AIM OF THE TASK: Return all of the lines below word for word, but leave the pictures out.

[Excerpts from location labeling data]
____
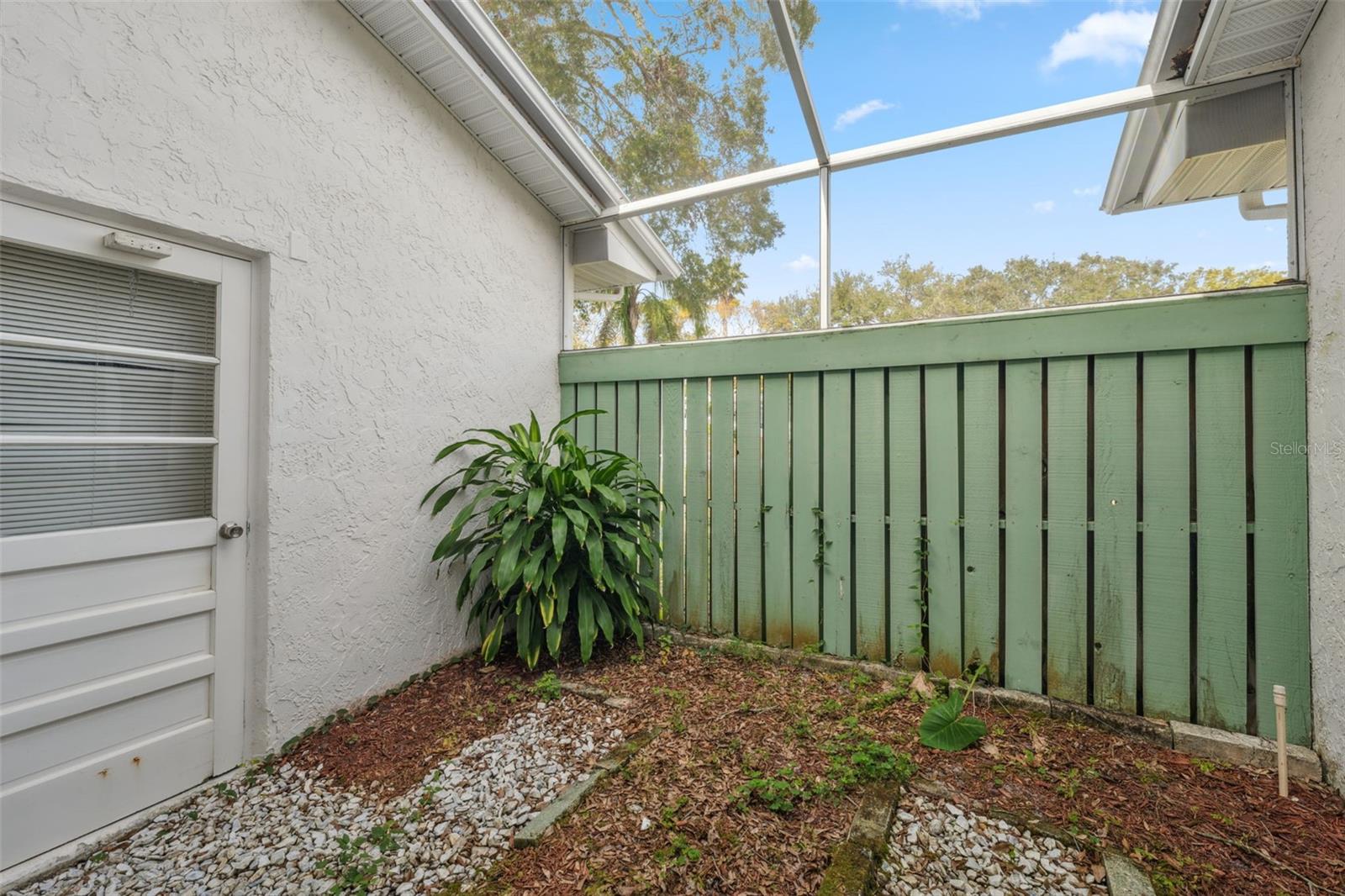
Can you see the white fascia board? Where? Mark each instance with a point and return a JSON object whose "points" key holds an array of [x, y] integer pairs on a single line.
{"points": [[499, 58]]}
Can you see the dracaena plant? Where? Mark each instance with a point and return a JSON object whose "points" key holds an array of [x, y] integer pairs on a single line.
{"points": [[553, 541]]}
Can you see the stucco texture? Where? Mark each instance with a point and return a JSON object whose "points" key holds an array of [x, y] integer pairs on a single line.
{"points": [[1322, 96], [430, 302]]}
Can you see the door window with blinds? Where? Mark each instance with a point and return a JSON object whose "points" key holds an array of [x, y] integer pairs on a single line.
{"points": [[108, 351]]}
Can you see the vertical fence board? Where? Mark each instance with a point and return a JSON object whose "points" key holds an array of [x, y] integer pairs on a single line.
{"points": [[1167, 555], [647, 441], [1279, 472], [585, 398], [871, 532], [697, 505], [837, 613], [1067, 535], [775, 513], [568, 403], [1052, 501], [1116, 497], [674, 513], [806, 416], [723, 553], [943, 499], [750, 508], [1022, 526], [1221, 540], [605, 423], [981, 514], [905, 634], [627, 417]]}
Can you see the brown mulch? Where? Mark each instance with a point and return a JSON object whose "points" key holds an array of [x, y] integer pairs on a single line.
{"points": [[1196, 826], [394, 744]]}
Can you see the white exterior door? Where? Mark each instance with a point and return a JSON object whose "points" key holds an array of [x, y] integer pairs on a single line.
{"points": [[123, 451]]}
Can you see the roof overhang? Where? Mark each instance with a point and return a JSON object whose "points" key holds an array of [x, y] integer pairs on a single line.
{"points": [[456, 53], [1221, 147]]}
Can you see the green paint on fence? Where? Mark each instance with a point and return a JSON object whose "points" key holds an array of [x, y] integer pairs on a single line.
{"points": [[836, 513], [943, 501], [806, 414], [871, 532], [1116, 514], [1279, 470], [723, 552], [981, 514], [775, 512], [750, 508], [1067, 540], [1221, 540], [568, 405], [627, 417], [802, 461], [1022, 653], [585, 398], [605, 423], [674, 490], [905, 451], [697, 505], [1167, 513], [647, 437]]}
____
SOLUTION FOR THIS TASK:
Can you see the white fascia board? Where? Mark each instance with a point and return a JSON object whose "points" key holds an array of [x, y] integer pairs on a single line.
{"points": [[499, 58]]}
Can you see the dracaena plant? Where? Mark each instance with a point and return a JSON object whose "points" key holds an array of [x, y] integer pairs on a single line.
{"points": [[553, 541]]}
Can you see the stucco texture? Where? Mark each instance with a point and return a JSON object whose "points" key holds an array of [x, y] integer pairs on a single line.
{"points": [[1322, 96], [430, 302]]}
Can you see the door window with blinds? Where? Mark each instance with a point and return a JSON object whose "points" key holds an array of [x, y] integer pairs on a single line.
{"points": [[108, 351]]}
Can you see the vertical fence board? Where? Mark each instance with a point and return a JSON object whose "points" key holds an array of [x, y] integer pairs on a single line.
{"points": [[1167, 555], [647, 441], [1279, 472], [585, 398], [871, 532], [697, 505], [837, 613], [1067, 535], [775, 513], [568, 403], [1052, 501], [1116, 497], [674, 513], [806, 416], [723, 553], [943, 499], [750, 508], [1022, 526], [1221, 540], [605, 423], [981, 514], [905, 634], [627, 417]]}
Can you see the brown mulch? Where? Mark each instance with a point and return a JSON object whose "points" key holds an array of [x, y] integer pairs on a single line.
{"points": [[1196, 826], [394, 744]]}
Can you see the white exterior door? Where? Mark each instance with a point and return a JSON object whose "points" key holds an array of [x, y] integer pairs on a single line.
{"points": [[123, 451]]}
Can you see the roof overhang? Where? Mark each instance with a point and return a JSON object whose "points" key holds an array of [x, y] integer pairs on a single line.
{"points": [[456, 53], [1221, 147]]}
Can you see the green paint on fence? Where? Mark each instance with a point and return a JSON object whose "points" key holds an array of [x, y] integer pairs on a single line.
{"points": [[836, 513], [943, 501], [806, 414], [871, 532], [1116, 514], [1279, 470], [723, 552], [981, 514], [775, 512], [750, 508], [1067, 540], [1221, 540], [568, 405], [627, 417], [802, 461], [1022, 653], [585, 398], [605, 423], [674, 490], [905, 451], [697, 505], [1167, 513], [647, 437]]}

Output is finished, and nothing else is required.